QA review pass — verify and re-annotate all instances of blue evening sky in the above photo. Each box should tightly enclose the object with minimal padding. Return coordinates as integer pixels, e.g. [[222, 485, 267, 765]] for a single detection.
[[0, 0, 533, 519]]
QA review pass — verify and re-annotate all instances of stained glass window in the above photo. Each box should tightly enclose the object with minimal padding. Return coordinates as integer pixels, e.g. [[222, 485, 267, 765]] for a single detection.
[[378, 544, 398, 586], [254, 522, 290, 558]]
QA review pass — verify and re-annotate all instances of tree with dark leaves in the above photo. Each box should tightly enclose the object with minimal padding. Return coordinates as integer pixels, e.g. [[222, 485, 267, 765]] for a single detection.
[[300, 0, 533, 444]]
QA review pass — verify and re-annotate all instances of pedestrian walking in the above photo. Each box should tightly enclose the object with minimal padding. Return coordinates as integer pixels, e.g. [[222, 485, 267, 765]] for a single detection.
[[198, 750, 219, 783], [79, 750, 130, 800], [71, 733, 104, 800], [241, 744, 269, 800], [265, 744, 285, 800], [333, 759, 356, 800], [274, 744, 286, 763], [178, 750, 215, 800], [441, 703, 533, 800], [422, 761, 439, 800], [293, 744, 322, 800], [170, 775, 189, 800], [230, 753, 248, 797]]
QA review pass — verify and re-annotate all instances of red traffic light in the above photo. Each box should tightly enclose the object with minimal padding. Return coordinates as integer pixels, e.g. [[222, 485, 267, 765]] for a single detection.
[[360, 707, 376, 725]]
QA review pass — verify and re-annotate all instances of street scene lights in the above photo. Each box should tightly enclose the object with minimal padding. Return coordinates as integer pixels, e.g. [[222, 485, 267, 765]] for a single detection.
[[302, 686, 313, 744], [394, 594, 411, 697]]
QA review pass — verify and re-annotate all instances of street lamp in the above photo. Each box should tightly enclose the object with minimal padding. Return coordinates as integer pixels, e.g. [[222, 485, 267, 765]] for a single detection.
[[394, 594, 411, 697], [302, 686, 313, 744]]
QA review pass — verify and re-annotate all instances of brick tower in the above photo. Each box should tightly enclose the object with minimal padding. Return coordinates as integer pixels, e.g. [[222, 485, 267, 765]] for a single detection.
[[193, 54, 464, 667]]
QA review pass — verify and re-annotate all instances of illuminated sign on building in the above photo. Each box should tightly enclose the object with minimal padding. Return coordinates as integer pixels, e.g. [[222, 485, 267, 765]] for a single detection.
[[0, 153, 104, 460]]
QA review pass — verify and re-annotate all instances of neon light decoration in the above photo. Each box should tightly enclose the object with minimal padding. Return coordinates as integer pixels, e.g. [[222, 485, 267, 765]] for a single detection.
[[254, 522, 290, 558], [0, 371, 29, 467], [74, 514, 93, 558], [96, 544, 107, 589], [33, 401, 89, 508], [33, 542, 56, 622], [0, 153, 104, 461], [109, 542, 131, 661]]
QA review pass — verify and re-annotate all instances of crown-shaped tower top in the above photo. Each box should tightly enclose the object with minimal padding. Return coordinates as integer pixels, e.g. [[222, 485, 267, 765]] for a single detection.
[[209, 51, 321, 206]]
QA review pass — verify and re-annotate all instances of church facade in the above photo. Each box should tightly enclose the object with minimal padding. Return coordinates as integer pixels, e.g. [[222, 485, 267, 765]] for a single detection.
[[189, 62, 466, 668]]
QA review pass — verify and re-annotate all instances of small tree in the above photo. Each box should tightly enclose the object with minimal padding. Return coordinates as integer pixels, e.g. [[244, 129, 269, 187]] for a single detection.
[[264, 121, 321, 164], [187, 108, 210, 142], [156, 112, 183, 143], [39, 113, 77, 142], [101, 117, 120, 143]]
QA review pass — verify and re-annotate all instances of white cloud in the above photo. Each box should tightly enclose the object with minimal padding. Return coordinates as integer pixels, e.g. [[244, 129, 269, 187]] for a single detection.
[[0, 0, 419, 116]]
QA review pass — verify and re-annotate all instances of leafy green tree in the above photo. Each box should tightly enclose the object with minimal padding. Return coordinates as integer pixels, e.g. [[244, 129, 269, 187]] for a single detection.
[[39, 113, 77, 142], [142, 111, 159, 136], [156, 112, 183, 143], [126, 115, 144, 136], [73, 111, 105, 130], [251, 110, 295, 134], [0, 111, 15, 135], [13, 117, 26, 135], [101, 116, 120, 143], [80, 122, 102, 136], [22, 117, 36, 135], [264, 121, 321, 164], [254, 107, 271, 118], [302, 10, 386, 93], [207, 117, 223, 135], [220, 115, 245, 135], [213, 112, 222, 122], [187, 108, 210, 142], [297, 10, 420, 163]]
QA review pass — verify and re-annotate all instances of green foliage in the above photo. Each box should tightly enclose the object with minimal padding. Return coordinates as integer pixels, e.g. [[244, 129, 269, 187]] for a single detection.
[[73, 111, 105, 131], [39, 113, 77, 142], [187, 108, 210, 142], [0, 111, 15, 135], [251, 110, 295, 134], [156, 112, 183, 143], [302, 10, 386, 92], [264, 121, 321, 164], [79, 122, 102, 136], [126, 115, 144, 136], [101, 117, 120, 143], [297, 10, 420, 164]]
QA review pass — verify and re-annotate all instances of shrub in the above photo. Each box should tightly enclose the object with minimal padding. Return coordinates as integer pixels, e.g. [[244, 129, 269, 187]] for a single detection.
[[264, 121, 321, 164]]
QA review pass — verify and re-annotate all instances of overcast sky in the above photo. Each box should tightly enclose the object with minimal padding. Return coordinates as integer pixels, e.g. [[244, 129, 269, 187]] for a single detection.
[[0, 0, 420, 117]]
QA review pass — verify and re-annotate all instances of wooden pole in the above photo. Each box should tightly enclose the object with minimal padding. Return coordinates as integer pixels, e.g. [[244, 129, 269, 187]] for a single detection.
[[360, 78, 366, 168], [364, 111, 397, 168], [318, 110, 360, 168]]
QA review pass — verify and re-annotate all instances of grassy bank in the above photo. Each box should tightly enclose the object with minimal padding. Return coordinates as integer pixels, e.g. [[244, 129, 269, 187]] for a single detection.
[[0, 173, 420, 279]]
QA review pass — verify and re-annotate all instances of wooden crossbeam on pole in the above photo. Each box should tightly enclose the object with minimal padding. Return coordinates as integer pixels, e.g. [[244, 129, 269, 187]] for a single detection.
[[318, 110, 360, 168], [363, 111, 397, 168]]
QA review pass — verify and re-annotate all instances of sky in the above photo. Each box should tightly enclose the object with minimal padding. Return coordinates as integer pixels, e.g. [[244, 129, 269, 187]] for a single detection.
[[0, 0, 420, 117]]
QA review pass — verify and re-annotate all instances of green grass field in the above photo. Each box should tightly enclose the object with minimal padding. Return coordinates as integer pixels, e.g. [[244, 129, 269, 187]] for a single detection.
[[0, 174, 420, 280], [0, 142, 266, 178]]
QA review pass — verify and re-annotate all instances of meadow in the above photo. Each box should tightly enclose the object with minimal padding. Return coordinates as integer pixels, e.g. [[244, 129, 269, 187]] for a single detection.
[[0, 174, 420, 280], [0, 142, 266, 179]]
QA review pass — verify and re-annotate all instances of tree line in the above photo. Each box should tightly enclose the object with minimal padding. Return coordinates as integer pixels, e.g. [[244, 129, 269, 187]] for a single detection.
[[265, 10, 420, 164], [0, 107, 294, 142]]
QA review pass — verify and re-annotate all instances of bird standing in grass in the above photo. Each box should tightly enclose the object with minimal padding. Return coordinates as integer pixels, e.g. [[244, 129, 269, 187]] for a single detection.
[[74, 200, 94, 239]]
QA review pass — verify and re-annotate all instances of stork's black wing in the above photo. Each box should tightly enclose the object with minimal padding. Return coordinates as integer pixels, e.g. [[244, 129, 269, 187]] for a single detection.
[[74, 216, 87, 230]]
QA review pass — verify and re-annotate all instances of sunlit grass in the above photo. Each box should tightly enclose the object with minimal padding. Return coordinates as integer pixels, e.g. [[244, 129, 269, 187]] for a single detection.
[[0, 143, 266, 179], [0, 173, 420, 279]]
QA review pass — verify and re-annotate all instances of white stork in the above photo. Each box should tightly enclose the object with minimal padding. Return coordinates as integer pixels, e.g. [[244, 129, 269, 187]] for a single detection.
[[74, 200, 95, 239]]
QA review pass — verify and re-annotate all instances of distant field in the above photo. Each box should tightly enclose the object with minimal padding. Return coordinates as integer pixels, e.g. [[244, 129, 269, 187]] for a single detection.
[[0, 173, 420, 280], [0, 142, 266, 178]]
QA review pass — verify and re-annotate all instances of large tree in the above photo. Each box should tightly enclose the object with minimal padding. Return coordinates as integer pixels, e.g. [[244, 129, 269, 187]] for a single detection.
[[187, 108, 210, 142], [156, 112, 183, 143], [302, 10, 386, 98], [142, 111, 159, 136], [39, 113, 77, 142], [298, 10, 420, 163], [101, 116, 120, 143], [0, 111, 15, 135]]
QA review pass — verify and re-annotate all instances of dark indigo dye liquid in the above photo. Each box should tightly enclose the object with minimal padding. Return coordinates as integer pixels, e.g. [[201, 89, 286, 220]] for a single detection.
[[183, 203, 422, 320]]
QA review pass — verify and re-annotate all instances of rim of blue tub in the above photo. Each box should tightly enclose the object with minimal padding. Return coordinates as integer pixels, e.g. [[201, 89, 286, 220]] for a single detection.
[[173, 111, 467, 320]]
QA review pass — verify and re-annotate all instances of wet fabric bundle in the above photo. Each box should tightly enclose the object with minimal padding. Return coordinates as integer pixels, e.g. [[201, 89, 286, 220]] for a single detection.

= = = = = = =

SET EXERCISE
Please reproduce the lines of the data verbatim, starting at the line that contains "instances of illuminated" and ending at the line that contains "[[189, 62, 466, 668]]", with both of those lines included.

RESULT
QA review pass — verify and re-annotate all instances of illuminated sign on building in the above photo. Each box should tightly enclose the object with minimal padding. Return coordinates as integer pixels, e.g. [[222, 485, 267, 765]] for a single detection.
[[0, 153, 104, 460]]
QA review pass — verify and re-annotate all instances of neon light decoration in the above photo. Each box should tightly enclose the object with minimal padding. Return coordinates as integer pixels, e.g. [[222, 485, 267, 765]] for a single detection.
[[254, 522, 290, 558], [0, 371, 29, 467], [74, 514, 93, 558], [96, 544, 107, 589], [33, 401, 89, 508], [33, 542, 56, 622], [0, 153, 104, 461], [109, 542, 131, 661]]
QA review pass — verify and re-annotate all instances of crown-shaped tower top in the above photo. Each box should tightly enclose the object with minimal padding. Return coordinates as integer pixels, e.g. [[222, 485, 267, 765]] for a single detection.
[[209, 51, 321, 206]]
QA review pass — verify and re-annotate all instances of church facade in the above photo. Each box should tightly enclose the object with minimal padding. Return coordinates as integer pixels, e.g. [[222, 485, 267, 765]] for a single detection.
[[189, 62, 466, 668]]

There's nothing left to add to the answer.